START Records for processing
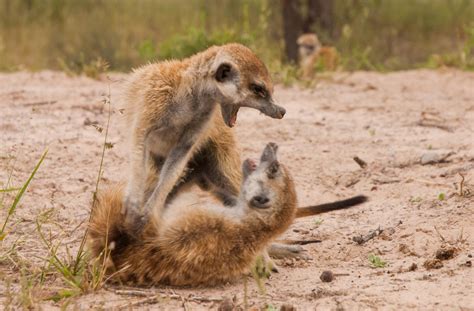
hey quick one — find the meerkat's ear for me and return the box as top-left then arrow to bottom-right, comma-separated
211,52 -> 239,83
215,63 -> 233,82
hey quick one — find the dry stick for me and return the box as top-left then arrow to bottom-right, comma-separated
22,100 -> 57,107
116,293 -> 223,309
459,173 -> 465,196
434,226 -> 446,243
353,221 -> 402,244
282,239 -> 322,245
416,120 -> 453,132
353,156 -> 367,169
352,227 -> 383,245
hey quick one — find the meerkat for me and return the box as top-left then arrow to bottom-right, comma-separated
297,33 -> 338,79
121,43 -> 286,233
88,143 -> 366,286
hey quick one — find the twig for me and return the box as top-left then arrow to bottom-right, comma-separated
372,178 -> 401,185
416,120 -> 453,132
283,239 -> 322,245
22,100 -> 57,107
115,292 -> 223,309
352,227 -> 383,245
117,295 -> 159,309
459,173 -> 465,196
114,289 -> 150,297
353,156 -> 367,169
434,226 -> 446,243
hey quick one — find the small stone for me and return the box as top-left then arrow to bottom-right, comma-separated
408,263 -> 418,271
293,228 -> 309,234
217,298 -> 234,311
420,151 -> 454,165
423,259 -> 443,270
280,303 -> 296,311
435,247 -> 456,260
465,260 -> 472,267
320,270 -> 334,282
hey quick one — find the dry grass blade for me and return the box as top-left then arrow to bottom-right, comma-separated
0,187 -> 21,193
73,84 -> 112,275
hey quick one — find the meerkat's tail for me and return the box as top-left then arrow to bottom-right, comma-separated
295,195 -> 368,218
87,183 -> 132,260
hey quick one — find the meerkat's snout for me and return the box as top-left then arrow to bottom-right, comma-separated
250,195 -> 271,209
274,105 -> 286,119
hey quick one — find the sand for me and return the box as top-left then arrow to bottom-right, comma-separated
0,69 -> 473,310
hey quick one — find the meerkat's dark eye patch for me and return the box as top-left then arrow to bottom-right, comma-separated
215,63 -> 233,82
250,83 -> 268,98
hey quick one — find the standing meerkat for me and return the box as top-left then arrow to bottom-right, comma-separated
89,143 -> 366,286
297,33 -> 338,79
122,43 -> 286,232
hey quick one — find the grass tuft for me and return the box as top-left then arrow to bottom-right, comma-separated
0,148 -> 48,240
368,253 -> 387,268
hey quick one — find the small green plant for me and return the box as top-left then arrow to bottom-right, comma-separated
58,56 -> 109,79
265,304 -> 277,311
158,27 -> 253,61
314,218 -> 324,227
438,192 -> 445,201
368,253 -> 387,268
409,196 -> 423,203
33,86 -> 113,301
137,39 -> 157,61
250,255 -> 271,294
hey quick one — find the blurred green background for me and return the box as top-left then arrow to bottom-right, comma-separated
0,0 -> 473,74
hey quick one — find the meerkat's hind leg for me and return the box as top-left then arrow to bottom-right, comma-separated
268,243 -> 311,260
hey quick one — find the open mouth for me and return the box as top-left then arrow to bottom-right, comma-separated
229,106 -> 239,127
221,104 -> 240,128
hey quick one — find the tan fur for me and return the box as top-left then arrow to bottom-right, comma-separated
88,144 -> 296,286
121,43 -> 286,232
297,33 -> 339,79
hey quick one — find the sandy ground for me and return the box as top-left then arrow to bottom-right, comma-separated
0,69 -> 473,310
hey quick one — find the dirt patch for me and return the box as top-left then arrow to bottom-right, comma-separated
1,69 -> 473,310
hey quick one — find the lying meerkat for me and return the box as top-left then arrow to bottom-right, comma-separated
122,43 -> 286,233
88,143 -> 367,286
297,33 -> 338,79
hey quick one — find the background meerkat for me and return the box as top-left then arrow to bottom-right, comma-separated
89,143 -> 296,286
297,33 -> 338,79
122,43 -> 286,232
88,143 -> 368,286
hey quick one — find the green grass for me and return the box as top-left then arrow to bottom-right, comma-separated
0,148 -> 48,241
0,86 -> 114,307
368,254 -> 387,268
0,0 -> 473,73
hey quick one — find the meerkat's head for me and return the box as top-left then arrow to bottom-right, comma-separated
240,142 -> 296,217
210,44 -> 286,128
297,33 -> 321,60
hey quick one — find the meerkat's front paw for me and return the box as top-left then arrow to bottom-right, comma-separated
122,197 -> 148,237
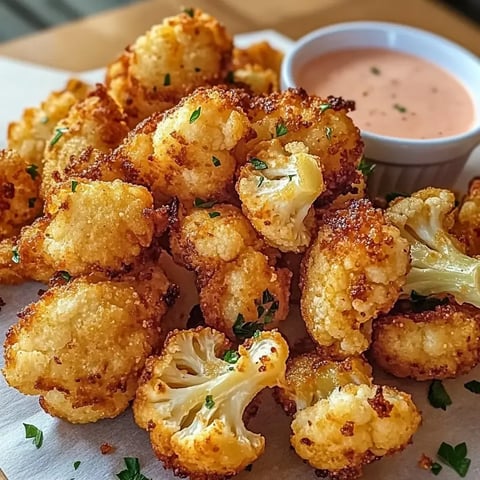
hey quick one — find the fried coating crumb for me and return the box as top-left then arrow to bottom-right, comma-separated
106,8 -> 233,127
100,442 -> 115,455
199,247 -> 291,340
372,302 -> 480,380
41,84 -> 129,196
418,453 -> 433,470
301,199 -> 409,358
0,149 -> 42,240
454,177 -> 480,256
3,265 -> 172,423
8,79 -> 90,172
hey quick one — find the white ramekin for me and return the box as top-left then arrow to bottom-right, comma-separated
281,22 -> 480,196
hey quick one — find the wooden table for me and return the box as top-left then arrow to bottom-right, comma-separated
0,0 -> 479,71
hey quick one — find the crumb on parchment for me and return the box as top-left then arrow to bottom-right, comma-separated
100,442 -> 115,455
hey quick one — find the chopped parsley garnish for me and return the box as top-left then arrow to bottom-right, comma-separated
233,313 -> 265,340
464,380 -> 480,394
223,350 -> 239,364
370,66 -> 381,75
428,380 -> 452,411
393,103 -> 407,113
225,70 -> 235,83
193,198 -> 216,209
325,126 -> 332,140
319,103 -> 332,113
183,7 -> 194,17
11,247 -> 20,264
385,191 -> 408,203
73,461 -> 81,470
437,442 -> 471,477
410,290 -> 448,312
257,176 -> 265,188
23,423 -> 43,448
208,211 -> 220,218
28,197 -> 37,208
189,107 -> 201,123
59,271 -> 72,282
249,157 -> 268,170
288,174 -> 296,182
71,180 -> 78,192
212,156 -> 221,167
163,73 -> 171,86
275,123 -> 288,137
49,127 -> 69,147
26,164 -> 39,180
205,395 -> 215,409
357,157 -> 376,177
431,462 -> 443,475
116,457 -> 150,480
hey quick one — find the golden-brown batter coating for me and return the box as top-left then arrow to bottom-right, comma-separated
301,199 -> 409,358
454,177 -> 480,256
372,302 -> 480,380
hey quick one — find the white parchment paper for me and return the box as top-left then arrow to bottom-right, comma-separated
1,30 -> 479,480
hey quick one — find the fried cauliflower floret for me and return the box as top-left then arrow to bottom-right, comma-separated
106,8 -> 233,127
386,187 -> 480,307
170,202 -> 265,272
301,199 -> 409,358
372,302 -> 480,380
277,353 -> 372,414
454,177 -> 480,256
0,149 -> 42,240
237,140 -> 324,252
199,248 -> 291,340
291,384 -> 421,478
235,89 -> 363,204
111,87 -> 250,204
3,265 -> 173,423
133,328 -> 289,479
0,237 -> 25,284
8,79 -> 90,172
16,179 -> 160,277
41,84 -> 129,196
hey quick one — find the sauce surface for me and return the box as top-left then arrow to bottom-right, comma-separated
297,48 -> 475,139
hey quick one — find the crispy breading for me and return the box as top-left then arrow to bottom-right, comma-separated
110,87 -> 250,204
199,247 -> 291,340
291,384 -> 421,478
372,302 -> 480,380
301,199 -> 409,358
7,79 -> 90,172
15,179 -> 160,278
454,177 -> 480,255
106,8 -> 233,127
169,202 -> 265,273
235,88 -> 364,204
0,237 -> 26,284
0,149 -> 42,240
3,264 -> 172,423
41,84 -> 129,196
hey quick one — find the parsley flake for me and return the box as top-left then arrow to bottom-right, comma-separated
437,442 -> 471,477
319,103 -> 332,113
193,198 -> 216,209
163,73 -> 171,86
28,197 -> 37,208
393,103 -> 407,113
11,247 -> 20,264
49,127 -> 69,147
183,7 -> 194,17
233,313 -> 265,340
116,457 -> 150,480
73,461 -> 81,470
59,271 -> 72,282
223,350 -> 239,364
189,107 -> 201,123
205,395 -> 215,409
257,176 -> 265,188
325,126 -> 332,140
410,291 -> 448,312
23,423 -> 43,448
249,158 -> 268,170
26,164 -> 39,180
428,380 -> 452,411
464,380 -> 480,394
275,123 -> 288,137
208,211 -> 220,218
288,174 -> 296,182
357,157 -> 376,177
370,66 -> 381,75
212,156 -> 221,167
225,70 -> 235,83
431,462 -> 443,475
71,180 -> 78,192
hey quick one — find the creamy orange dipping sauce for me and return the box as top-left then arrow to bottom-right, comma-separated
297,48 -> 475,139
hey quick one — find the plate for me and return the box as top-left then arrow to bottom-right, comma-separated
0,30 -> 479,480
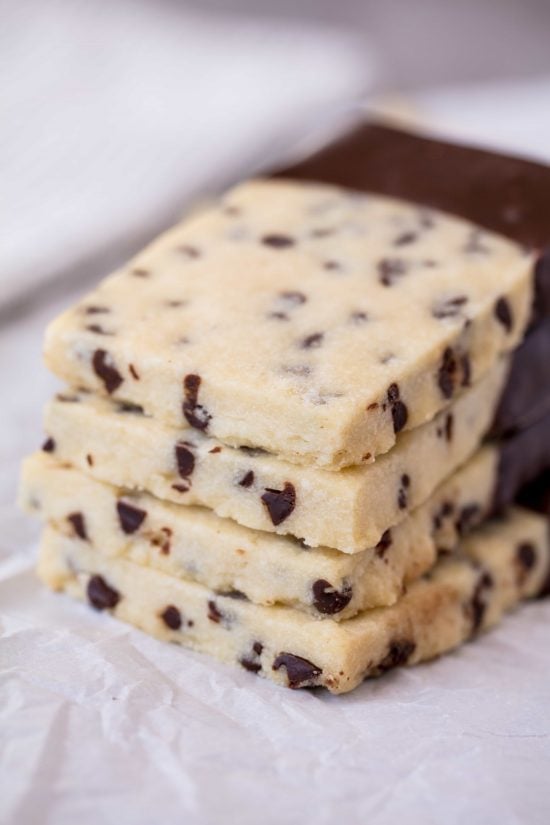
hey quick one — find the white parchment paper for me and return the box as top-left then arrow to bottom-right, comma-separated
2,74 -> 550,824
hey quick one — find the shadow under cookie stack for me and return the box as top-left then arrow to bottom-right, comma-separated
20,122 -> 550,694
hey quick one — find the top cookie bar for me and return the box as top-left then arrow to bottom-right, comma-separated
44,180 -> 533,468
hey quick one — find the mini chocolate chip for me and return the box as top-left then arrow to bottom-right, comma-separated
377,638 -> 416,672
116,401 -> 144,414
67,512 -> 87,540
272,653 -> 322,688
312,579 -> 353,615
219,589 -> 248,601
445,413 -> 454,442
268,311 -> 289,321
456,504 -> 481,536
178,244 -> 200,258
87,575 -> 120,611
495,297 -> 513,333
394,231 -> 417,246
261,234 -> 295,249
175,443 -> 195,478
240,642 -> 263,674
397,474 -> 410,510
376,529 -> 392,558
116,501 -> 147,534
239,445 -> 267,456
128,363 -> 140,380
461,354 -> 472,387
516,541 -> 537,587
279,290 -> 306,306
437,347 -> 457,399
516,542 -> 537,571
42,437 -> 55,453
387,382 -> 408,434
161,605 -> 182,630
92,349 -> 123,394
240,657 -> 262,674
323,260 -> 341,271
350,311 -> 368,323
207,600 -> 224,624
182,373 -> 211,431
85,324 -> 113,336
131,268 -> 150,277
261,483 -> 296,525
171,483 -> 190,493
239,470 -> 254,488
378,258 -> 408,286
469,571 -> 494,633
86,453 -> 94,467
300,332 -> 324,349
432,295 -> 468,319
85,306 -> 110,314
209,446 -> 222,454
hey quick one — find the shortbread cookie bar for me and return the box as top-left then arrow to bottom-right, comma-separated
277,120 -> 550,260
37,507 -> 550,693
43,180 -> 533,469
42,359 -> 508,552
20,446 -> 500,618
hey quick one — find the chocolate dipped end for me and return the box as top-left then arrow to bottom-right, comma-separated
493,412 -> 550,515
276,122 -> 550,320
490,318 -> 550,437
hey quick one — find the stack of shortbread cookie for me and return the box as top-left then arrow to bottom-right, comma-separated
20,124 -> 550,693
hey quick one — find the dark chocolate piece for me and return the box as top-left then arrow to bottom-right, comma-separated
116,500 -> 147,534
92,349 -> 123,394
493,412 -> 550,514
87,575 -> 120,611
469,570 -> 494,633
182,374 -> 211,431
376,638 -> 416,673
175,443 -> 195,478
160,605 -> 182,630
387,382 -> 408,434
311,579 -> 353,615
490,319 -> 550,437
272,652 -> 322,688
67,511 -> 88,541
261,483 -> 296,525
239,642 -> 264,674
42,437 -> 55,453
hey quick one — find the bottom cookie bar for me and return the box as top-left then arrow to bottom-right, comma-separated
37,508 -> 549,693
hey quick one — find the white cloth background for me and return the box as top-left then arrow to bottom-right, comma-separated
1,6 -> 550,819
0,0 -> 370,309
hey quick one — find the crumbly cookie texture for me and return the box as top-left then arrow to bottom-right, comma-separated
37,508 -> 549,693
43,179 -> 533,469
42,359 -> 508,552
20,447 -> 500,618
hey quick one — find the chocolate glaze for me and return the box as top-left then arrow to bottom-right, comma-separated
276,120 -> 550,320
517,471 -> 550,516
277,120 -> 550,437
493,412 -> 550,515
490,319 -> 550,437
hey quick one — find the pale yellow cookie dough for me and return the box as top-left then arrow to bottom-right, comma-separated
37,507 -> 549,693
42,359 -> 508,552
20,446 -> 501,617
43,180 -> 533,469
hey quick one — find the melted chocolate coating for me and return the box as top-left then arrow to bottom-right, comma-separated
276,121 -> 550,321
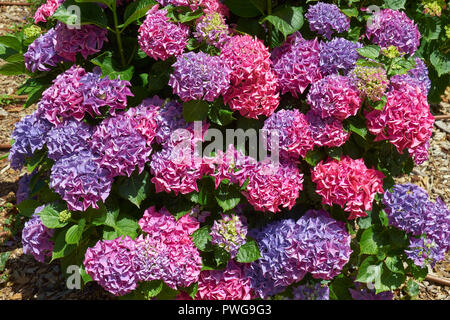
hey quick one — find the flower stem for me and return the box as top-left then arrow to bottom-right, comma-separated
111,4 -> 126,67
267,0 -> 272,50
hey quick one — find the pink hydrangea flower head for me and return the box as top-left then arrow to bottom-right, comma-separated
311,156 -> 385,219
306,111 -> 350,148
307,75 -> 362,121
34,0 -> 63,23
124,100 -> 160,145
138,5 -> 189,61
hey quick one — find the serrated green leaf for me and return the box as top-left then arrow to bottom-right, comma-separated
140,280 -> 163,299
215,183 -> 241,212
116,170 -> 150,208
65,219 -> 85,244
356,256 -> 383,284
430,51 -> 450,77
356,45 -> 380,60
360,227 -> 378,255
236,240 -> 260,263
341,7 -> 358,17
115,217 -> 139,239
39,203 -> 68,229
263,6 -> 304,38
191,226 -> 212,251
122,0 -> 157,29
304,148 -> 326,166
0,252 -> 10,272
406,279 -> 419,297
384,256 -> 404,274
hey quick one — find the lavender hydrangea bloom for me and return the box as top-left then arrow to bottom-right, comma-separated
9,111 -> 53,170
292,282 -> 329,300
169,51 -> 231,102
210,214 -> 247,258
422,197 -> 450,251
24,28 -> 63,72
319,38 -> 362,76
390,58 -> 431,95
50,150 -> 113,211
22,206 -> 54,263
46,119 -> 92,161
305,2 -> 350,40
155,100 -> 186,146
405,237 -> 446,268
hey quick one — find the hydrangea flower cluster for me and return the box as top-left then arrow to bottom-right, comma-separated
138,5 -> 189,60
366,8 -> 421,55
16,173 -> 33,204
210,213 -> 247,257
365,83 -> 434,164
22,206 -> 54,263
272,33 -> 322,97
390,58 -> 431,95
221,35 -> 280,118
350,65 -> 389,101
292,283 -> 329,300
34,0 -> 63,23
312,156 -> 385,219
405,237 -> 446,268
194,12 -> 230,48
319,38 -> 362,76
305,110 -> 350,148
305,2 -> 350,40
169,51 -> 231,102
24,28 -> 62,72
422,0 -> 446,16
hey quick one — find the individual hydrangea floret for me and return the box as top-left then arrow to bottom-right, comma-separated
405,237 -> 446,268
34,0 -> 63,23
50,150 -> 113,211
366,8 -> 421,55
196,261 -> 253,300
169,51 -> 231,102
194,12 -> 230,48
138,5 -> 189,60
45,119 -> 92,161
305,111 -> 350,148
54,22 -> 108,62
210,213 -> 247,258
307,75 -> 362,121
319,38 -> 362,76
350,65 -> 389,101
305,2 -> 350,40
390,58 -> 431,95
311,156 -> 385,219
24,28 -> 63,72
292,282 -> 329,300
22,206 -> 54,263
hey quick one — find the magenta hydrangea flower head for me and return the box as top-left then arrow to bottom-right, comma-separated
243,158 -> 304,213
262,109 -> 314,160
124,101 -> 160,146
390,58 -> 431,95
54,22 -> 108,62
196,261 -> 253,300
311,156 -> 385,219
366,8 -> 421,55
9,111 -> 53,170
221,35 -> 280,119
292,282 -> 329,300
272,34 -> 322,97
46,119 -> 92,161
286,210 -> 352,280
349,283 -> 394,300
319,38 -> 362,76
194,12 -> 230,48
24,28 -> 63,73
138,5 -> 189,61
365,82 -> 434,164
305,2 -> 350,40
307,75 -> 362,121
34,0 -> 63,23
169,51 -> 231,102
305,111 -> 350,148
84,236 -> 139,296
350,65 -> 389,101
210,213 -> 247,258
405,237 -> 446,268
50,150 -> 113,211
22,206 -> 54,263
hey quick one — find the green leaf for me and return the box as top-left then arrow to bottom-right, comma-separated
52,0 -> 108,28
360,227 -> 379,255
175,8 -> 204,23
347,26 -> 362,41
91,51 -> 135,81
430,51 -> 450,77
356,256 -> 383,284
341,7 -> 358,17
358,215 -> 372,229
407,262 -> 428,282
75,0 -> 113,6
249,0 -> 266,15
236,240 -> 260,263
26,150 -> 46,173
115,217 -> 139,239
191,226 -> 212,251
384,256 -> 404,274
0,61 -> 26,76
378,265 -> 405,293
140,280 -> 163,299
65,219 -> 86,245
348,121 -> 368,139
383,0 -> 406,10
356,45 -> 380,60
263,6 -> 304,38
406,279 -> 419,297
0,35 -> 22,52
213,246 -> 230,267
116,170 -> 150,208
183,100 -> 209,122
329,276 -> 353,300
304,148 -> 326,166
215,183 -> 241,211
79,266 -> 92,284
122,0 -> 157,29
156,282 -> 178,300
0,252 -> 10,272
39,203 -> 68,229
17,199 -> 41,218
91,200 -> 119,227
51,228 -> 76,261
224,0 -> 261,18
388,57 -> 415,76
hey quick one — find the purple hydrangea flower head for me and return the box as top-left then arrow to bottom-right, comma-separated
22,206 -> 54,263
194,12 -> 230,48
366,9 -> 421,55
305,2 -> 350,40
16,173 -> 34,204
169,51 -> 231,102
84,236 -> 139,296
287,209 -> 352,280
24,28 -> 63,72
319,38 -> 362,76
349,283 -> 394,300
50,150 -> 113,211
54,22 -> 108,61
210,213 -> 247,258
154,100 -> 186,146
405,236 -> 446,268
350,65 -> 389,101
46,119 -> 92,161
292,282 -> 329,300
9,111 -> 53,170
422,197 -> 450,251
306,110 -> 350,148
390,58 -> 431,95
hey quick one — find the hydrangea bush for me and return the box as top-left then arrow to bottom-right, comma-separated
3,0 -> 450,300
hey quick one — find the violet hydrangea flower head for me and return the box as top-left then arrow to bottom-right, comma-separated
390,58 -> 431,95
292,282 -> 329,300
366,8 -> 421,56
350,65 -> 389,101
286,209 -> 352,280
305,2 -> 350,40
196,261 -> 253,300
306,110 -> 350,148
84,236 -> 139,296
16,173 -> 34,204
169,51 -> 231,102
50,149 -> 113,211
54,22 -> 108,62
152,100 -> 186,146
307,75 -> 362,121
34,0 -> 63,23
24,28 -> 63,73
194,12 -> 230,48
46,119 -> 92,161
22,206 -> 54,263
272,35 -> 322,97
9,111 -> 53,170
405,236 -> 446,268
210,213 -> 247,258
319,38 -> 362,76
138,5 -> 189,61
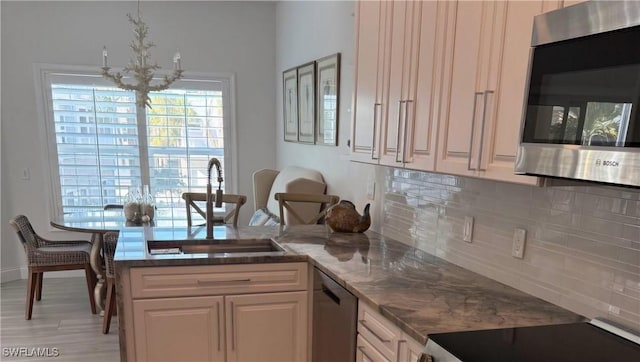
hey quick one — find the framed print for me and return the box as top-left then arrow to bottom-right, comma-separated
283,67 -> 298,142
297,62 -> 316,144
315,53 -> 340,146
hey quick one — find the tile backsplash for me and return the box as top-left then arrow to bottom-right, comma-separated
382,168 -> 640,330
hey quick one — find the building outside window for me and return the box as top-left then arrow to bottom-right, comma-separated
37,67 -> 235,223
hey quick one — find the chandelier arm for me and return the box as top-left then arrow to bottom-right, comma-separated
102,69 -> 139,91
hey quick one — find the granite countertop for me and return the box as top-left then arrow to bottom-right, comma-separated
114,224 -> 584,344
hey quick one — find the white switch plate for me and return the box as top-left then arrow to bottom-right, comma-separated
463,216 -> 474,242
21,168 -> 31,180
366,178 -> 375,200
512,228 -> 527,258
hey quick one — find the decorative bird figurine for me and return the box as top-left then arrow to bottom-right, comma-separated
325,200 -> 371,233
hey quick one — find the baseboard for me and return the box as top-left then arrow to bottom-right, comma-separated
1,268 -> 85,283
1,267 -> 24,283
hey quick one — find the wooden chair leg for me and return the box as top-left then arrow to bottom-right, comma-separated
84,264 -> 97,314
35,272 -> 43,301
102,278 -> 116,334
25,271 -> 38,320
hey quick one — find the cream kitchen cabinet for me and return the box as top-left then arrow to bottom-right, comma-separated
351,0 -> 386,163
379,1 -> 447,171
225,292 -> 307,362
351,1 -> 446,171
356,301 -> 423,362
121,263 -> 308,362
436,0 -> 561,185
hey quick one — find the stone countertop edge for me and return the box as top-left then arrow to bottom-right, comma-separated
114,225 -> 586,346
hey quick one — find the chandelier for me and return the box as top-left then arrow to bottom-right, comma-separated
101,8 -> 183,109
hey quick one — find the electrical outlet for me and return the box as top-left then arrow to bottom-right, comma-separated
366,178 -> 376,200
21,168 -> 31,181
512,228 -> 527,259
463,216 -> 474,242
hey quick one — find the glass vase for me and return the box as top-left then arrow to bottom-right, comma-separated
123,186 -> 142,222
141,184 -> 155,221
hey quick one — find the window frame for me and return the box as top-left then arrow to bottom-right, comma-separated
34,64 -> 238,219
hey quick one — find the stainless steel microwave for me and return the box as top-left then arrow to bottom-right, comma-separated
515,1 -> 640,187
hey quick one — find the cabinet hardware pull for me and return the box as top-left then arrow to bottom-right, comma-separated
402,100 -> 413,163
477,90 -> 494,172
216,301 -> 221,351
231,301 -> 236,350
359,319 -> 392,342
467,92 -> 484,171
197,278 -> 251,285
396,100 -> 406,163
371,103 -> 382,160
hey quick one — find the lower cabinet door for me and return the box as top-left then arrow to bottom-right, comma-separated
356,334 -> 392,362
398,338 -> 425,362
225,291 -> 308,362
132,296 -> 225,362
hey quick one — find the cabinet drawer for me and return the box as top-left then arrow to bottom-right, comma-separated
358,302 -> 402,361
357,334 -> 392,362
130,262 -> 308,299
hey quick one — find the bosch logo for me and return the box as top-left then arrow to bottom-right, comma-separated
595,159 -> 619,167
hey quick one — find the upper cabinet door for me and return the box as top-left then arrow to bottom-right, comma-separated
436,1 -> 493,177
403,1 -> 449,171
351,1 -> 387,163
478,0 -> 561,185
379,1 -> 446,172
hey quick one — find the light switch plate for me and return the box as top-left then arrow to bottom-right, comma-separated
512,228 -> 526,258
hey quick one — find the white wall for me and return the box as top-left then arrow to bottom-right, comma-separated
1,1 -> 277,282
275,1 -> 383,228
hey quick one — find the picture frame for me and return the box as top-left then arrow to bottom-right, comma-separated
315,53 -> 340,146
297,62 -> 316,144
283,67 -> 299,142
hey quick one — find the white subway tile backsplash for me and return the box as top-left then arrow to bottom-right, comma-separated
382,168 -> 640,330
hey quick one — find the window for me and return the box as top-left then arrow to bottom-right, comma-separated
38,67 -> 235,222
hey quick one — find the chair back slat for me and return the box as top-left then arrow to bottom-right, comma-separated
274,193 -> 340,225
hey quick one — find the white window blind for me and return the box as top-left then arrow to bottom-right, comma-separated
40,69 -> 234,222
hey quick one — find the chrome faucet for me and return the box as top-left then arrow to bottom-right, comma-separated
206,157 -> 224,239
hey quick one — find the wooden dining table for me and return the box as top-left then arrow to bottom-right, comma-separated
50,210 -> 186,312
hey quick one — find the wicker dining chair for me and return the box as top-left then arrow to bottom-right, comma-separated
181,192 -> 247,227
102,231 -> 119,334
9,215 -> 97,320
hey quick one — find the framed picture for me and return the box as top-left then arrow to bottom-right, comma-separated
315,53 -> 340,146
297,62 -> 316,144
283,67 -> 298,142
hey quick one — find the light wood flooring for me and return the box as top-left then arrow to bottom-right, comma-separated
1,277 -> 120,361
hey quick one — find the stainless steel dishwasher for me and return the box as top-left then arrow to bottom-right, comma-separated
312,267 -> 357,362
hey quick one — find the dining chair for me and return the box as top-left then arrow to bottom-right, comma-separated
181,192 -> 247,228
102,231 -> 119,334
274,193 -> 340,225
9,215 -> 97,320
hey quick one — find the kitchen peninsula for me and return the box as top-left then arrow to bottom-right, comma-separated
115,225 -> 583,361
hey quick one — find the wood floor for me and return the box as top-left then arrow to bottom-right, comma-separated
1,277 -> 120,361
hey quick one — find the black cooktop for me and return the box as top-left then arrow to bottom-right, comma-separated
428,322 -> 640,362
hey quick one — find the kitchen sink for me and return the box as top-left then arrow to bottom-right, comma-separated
END Records for processing
*Description of the task*. Your answer should consist of the lines from the line with "hey quick one — find the stainless steel dishwasher" through the last line of the data, set down exactly, both included.

*Task output*.
hey quick one — find the stainless steel dishwasher for me and return the box as top-left then arrow to bottom-right, comma-separated
312,267 -> 357,362
hey quick one — find the dining chair for me and return the box as top-left then arrow to bottom-right, comma-separated
181,192 -> 247,228
102,231 -> 119,334
274,193 -> 340,225
9,215 -> 97,320
hey quick one — find the kitchen peninsula for me and return the box as top-left then arrow to bottom-right, comma-separated
115,225 -> 583,361
hey quick one — find the wood floor for me and return the box as top-left then arrow to bottom-right, comma-separated
1,277 -> 120,361
hey quick one — find the black cooktop for me and return the box as top-left then arrow to bottom-right, comma-separated
428,322 -> 640,362
hey quick one — find the kitchen sink for me and return the box as top-left then arrow to bottom-right, comma-separated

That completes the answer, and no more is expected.